▶ Directions for this task: Gather every line below that contains the word "JSON", treating uppercase and lowercase letters as distinct.
----------------------------------------
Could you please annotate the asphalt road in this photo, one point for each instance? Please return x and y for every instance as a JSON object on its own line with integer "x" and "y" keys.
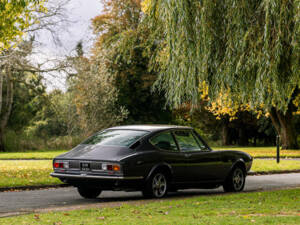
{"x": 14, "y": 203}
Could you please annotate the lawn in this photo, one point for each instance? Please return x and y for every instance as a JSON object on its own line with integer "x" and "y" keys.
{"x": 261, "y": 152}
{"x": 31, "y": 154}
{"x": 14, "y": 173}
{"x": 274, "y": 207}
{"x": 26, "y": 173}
----------------------------------------
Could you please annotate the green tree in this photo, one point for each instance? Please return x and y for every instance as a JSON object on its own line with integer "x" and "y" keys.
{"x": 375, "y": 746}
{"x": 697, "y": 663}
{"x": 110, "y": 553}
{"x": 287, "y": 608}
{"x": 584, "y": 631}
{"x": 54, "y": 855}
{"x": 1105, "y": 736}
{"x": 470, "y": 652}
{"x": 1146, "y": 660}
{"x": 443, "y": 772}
----------------------------------------
▶ Expected answer:
Could you please annotate the asphalt road in this photo, one point for each instance? Please return x and y for every instance as a JSON object on its own line with integer "x" and "y" keys.
Could you please annotate the lawn in this photo, one point for each instance? Please return x and y for every instance as a JSON object on its own line with integer "x" and "y" keys.
Could you please annotate the green tree in this photo, one point for each instance? Please return x and y for every instance as a JSON object on its own line with integer "x" and "y" keys.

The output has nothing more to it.